EXERCISE BRIEF:
Copy each of the following entries word for word, keeping every line as it appears.

-- Start --

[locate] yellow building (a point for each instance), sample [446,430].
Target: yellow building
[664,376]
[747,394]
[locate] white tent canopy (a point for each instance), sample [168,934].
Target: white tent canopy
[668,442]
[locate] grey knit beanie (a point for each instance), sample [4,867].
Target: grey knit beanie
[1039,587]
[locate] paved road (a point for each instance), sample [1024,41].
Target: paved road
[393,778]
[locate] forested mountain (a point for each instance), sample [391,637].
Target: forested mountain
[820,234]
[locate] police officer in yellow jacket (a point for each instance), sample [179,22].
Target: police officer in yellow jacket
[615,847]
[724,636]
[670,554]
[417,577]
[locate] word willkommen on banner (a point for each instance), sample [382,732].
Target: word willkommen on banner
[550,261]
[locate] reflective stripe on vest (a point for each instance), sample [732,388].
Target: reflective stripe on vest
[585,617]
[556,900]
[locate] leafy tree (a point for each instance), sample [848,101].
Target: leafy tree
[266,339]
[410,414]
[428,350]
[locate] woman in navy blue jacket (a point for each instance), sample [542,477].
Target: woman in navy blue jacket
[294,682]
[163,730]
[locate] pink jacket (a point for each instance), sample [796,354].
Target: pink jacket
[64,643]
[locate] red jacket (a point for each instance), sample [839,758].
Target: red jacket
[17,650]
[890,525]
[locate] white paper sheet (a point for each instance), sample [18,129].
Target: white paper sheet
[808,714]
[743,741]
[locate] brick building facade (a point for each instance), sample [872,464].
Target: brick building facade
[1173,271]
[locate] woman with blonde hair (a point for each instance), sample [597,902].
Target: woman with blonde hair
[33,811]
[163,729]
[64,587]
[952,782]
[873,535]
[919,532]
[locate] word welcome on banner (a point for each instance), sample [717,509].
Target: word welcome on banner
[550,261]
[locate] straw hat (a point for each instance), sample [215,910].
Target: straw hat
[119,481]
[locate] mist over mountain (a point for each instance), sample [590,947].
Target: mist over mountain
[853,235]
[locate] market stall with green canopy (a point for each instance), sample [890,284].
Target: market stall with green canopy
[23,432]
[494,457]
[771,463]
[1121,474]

-- End --

FULL RESPONSE:
[locate] yellow building (a point for each instance), sample [446,430].
Target: yellow building
[664,376]
[747,394]
[locate] white tent canopy (a point for each instance), sample [168,934].
Target: white tent canopy
[668,442]
[locate] grey knit beanie (a point for each instance), sample [4,867].
Target: grey knit beanie
[1039,587]
[locate] paved road (a point for each instance), sample [1024,41].
Target: paved road
[393,778]
[locate] forested mountain (a point for each instance), sample [391,637].
Target: forested mountain
[820,234]
[locate] police officer in yellow jacket (a point for each instance), sample [179,22].
Target: police officer in yellow jacket
[615,847]
[724,636]
[670,554]
[417,577]
[locate] word willkommen on banner (a point for each instance), sample [382,732].
Target: word willkommen on banner
[550,261]
[locate] reflective stripe on vest (a point for each instance), sample [732,388].
Target: reflective stripe on vest
[585,617]
[556,900]
[locate] leafy tree (a point for each instance), sample [848,101].
Target: leafy tree
[266,339]
[410,414]
[428,350]
[locate] woman in navy blue jacket (a point for each instance), sample [542,477].
Target: woman in navy blue jacket
[294,682]
[163,730]
[locate] pink jacket (a point for each instance), sample [796,354].
Target: pink jacket
[64,643]
[locate] red jacket (a point for each instance), sample [839,758].
Target: red jacket
[17,650]
[890,525]
[locate] white paper sheet (a point for each instance), sample [18,129].
Target: white paper sheet
[808,714]
[743,741]
[locate] brick building facade (a point for each instance), sample [872,464].
Target: brick building facade
[1173,271]
[locate] woman with blonde hair (a point for each instance), sample [597,902].
Target: woman with blonde hair
[33,811]
[163,729]
[64,587]
[952,782]
[873,535]
[919,532]
[locate] word welcome on banner (a point for each instance), sample [717,509].
Target: word welcome on banner
[550,261]
[locate] straw hat (a point for each instance), sample [215,910].
Target: straw hat
[119,481]
[locate] mist over mountain (a point for each instance), sample [590,947].
Target: mist over mountain
[853,235]
[locate] market stall with green canopy (a point for each instance), sample [890,284].
Target: market stall with green canopy
[23,432]
[494,457]
[771,463]
[1121,474]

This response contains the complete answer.